== Excerpt provided ==
-=-=-
Good morning. Thanks for taking the question and congrats on all the progress this quarter. Wanted to ask about your commentary around operating profits improving from Q4 each quarter in 2023. Can you maybe speak to the cadence of that improvement as you worked through the last of the lower margin backlog that you’ve got? I think you talked about maybe finishing that up on the first half. And there’s a follow-up. What are you factoring in for Europe as well?

Al Rankin

Analyst

Well, let me just comment on the quarterly cadence. As you point out, we had a good fourth quarter. I think we see every indication at the fourth quarter can – level can continue. The first quarter we’re very encouraged with and we see after the first quarter continuing improvements over the course of the quarters. During the year some of the quarters of considerable significance but recognizing also that our third quarter is always seasonally lower quarter than other quarters in the year or at least the surrounding second and fourth quarter. So we’re very encouraged with the progression. We see it moving in the right direction. To get a second of Europe. Maybe you’d comment on Europe, Rajiv.

Rajiv Prasad

Analyst

Yes, so Europe continues. As I said in my remarks, the Europe continues to have some constraint supply chain issues. We’re working through those. We expect through the year for Europe volume to increase. We’ve got plants have a – in a gradual increase of that volume as we’ve discussed with our supply chain. That’s where – that’s the way we feel the markets can evolve. So gradual increase I think in both markets in terms of volume. I think as Al said, the margins, I think will again, said in our remarks where in the first half of the year will be mostly through the bookings from prior years and at a good margin. So we expect that to flow through both in Europe and in North America.

Al Rankin

Analyst

Yes, I think, we had pretty good margins. They adjusted standard margin level in the fourth quarter. And I think we see them getting better as we look through the year. But as Rajiv said, there still are some laggard low margin trucks in the first half. On the other hand, there were quite a few of those trucks in the fourth quarter. So just to put that in perspective. I think another dynamic to really focus on is that on the one hand we will be increasing our production levels in a moderate way over the course of the year. We think that is in line with a pace that our suppliers can work constructively with. And in that context as the year progresses, we’re certainly hoping and expecting that our suppliers will resolve their supply problems and be able to supply components on a much more timely basis. That should allow us to become significantly more efficient in our manufacturing operations than we have been in the fourth quarter and that we expect to be in the first part of the year. So there are a lot of things that are moving in the right direction where we’re continuing to work closely with our supply base to make sure that their capabilities are what we need, and the environment for doing that is improving. It’s improving because suppliers are solving their own shortage problems. And I think to some degree it’s improving because excess demand in the system is moving – is moderating. And so that gives the suppliers more capability to serve our needs and to work us through this period of our extended backlogs perhaps in the context of a more moderate economic prospects and growth or even potential for decline in some areas of the world as we look through 2023.
-=-=-
== Stored rows ==
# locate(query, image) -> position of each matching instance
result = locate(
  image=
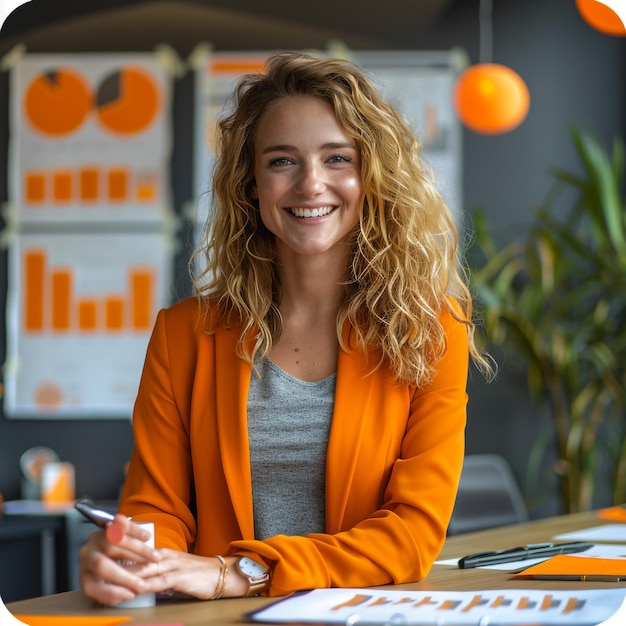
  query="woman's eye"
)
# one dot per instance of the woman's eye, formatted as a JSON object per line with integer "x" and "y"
{"x": 340, "y": 158}
{"x": 280, "y": 161}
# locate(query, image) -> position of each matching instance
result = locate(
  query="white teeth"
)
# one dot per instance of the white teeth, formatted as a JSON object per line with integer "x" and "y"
{"x": 318, "y": 212}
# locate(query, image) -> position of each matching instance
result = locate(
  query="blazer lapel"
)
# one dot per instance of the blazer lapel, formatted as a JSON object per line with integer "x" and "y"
{"x": 233, "y": 380}
{"x": 352, "y": 393}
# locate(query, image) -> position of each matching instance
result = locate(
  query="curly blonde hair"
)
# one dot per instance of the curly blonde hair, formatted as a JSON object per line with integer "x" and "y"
{"x": 403, "y": 269}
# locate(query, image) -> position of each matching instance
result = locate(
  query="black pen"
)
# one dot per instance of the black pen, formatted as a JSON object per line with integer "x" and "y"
{"x": 522, "y": 553}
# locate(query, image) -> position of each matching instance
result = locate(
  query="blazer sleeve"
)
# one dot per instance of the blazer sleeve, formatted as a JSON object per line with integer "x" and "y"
{"x": 397, "y": 542}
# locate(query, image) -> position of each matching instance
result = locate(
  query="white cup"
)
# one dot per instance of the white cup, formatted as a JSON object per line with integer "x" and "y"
{"x": 147, "y": 599}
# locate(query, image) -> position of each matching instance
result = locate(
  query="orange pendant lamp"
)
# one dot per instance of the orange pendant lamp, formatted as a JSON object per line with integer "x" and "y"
{"x": 490, "y": 98}
{"x": 607, "y": 16}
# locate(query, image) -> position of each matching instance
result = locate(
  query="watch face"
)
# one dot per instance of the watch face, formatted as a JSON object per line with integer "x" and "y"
{"x": 251, "y": 568}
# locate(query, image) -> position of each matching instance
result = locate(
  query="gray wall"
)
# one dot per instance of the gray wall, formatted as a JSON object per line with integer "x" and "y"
{"x": 576, "y": 78}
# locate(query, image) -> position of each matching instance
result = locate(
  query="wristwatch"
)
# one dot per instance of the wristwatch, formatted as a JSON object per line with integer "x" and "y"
{"x": 258, "y": 575}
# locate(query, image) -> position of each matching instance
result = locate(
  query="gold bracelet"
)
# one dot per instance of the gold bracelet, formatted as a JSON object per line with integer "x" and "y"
{"x": 221, "y": 581}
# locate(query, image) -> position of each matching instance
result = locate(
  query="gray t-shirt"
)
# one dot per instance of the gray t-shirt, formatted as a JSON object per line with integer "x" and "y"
{"x": 288, "y": 427}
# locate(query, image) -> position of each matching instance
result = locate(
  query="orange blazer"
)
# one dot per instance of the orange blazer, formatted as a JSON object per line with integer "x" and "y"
{"x": 393, "y": 463}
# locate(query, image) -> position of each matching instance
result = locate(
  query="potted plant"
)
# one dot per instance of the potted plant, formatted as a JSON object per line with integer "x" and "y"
{"x": 558, "y": 298}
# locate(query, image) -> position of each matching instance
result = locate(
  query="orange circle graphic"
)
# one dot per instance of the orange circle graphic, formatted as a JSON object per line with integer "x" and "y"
{"x": 127, "y": 101}
{"x": 602, "y": 17}
{"x": 57, "y": 102}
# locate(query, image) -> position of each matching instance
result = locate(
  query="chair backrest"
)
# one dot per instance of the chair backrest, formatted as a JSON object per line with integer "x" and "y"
{"x": 488, "y": 496}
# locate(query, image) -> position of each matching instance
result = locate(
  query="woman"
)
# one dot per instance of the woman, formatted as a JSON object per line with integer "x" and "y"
{"x": 300, "y": 423}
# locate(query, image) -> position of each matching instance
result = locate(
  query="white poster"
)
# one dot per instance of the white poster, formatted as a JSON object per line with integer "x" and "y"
{"x": 80, "y": 312}
{"x": 90, "y": 138}
{"x": 89, "y": 230}
{"x": 420, "y": 85}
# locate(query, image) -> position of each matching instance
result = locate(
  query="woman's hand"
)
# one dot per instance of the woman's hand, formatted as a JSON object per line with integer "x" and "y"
{"x": 116, "y": 565}
{"x": 114, "y": 562}
{"x": 191, "y": 575}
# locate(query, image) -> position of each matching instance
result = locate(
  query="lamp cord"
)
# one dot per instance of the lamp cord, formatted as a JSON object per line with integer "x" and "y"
{"x": 486, "y": 31}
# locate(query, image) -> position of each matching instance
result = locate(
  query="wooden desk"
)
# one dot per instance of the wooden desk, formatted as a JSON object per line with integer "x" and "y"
{"x": 231, "y": 611}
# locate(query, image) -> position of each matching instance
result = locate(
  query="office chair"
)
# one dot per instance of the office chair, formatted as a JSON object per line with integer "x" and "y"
{"x": 488, "y": 496}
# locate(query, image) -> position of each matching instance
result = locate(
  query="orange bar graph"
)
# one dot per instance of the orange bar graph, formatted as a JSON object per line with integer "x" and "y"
{"x": 62, "y": 186}
{"x": 114, "y": 313}
{"x": 61, "y": 299}
{"x": 87, "y": 314}
{"x": 118, "y": 185}
{"x": 141, "y": 288}
{"x": 35, "y": 187}
{"x": 50, "y": 304}
{"x": 89, "y": 187}
{"x": 34, "y": 274}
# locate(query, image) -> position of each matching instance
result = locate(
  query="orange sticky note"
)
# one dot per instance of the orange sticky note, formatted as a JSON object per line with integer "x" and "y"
{"x": 115, "y": 533}
{"x": 568, "y": 567}
{"x": 72, "y": 620}
{"x": 57, "y": 482}
{"x": 613, "y": 513}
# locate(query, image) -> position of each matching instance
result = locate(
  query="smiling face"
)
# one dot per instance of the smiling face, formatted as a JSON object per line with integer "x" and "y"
{"x": 307, "y": 178}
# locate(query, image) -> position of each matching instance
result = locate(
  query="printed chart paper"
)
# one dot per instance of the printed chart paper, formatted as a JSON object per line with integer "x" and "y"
{"x": 89, "y": 231}
{"x": 504, "y": 607}
{"x": 90, "y": 138}
{"x": 80, "y": 313}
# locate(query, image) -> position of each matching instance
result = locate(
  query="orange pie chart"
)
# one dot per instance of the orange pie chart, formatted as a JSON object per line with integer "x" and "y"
{"x": 127, "y": 101}
{"x": 57, "y": 102}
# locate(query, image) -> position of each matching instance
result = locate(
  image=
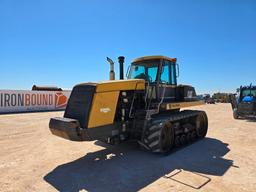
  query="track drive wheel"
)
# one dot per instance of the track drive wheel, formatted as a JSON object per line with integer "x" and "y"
{"x": 160, "y": 138}
{"x": 201, "y": 124}
{"x": 235, "y": 114}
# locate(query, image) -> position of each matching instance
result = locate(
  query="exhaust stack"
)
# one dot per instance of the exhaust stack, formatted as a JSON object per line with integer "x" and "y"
{"x": 112, "y": 71}
{"x": 121, "y": 66}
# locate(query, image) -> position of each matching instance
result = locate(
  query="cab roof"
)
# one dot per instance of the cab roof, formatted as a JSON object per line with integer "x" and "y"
{"x": 154, "y": 57}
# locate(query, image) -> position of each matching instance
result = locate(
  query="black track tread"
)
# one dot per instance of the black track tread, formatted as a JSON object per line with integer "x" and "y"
{"x": 152, "y": 140}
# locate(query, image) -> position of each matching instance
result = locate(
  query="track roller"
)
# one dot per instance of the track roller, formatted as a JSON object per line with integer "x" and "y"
{"x": 160, "y": 138}
{"x": 201, "y": 124}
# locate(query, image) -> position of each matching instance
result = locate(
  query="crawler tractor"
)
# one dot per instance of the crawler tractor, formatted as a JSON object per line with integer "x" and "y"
{"x": 147, "y": 108}
{"x": 244, "y": 102}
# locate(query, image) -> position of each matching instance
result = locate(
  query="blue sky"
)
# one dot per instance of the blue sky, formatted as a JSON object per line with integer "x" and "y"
{"x": 66, "y": 42}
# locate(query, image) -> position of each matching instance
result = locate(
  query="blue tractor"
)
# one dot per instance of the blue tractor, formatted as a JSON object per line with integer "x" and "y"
{"x": 244, "y": 102}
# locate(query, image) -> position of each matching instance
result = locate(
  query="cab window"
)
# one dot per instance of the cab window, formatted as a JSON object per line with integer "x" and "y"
{"x": 168, "y": 74}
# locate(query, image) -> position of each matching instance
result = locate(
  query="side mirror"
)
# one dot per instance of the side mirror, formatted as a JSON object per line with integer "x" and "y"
{"x": 178, "y": 70}
{"x": 128, "y": 71}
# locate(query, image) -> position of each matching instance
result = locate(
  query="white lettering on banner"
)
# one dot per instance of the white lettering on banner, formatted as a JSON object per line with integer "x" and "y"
{"x": 21, "y": 101}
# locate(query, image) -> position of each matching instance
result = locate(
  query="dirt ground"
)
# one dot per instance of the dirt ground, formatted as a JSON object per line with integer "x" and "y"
{"x": 31, "y": 159}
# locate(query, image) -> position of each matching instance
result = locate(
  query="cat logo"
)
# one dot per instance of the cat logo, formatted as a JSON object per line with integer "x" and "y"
{"x": 104, "y": 110}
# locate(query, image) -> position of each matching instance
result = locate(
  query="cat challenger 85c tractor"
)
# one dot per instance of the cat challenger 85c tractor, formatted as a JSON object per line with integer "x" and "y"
{"x": 147, "y": 107}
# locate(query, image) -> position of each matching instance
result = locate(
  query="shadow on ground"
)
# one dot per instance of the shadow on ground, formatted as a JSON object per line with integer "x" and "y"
{"x": 130, "y": 169}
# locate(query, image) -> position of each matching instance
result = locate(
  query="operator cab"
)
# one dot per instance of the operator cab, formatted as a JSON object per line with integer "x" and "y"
{"x": 248, "y": 93}
{"x": 154, "y": 70}
{"x": 160, "y": 74}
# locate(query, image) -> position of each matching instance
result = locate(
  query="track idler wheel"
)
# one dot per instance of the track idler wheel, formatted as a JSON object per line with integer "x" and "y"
{"x": 193, "y": 136}
{"x": 177, "y": 141}
{"x": 201, "y": 124}
{"x": 183, "y": 139}
{"x": 188, "y": 137}
{"x": 160, "y": 138}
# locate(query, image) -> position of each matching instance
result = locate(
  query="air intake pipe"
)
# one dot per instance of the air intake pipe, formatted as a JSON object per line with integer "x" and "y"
{"x": 121, "y": 66}
{"x": 111, "y": 72}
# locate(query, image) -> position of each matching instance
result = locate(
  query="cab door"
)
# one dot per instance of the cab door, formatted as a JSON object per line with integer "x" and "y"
{"x": 167, "y": 81}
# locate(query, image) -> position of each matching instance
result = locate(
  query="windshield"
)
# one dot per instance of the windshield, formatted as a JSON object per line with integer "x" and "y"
{"x": 145, "y": 70}
{"x": 248, "y": 92}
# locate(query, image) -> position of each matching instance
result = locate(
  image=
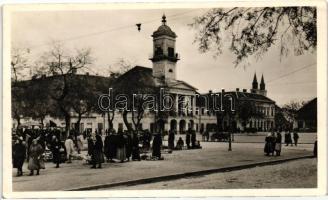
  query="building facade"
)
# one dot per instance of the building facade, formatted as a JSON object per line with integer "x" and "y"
{"x": 186, "y": 112}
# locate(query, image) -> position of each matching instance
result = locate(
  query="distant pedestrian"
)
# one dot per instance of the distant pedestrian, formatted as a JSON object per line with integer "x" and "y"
{"x": 193, "y": 138}
{"x": 121, "y": 150}
{"x": 19, "y": 153}
{"x": 180, "y": 144}
{"x": 79, "y": 143}
{"x": 201, "y": 131}
{"x": 97, "y": 156}
{"x": 278, "y": 144}
{"x": 69, "y": 145}
{"x": 55, "y": 148}
{"x": 268, "y": 147}
{"x": 288, "y": 138}
{"x": 35, "y": 160}
{"x": 188, "y": 135}
{"x": 295, "y": 137}
{"x": 135, "y": 147}
{"x": 171, "y": 139}
{"x": 157, "y": 145}
{"x": 128, "y": 145}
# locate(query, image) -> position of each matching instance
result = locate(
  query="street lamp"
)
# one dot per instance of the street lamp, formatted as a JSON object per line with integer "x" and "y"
{"x": 231, "y": 129}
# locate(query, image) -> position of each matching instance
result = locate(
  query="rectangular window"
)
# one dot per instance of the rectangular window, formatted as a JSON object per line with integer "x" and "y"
{"x": 170, "y": 51}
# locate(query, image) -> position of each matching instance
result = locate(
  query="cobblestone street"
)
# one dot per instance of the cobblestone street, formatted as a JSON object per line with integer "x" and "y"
{"x": 213, "y": 155}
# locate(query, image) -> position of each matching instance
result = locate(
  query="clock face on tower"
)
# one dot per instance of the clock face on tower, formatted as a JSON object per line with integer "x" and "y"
{"x": 164, "y": 56}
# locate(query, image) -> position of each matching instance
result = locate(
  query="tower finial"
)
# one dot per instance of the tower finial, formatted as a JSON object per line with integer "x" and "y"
{"x": 164, "y": 19}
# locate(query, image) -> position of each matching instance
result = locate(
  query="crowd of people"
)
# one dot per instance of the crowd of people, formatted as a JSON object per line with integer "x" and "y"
{"x": 120, "y": 146}
{"x": 273, "y": 142}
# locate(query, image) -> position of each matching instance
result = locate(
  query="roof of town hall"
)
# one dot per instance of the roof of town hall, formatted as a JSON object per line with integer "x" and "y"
{"x": 239, "y": 95}
{"x": 308, "y": 111}
{"x": 140, "y": 76}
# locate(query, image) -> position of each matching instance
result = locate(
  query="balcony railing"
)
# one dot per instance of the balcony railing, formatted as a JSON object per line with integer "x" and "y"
{"x": 173, "y": 58}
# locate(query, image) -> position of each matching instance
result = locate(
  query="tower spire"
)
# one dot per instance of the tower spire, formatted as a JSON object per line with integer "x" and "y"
{"x": 255, "y": 83}
{"x": 262, "y": 84}
{"x": 164, "y": 19}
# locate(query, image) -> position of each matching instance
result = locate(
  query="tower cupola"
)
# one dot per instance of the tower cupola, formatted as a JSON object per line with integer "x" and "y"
{"x": 164, "y": 56}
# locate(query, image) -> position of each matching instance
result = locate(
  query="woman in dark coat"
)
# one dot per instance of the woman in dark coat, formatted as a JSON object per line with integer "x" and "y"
{"x": 55, "y": 147}
{"x": 135, "y": 147}
{"x": 121, "y": 149}
{"x": 171, "y": 139}
{"x": 19, "y": 153}
{"x": 193, "y": 138}
{"x": 35, "y": 161}
{"x": 278, "y": 144}
{"x": 106, "y": 146}
{"x": 128, "y": 145}
{"x": 97, "y": 156}
{"x": 268, "y": 147}
{"x": 188, "y": 138}
{"x": 90, "y": 146}
{"x": 157, "y": 144}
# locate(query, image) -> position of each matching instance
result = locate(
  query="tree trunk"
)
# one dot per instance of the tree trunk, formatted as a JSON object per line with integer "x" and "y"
{"x": 110, "y": 120}
{"x": 67, "y": 123}
{"x": 41, "y": 120}
{"x": 125, "y": 119}
{"x": 18, "y": 122}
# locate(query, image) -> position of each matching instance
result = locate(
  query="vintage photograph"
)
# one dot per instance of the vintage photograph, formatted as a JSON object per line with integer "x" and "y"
{"x": 164, "y": 98}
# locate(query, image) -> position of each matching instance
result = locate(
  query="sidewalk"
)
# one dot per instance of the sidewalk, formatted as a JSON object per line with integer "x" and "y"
{"x": 212, "y": 156}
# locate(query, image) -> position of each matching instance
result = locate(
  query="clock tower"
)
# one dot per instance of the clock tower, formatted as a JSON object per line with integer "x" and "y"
{"x": 164, "y": 56}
-=-=-
== Exercise details ==
Edit the call transcript, starting at the words "Rajiv Prasad" and ending after "in North America.", and replace "volume" with "output". These rows come from a separate source.

== Final result ==
Rajiv Prasad

Analyst

Yes, so Europe continues. As I said in my remarks, the Europe continues to have some constraint supply chain issues. We’re working through those. We expect through the year for Europe output to increase. We’ve got plants have a – in a gradual increase of that output as we’ve discussed with our supply chain. That’s where – that’s the way we feel the markets can evolve. So gradual increase I think in both markets in terms of output. I think as Al said, the margins, I think will again, said in our remarks where in the first half of the year will be mostly through the bookings from prior years and at a good margin. So we expect that to flow through both in Europe and in North America.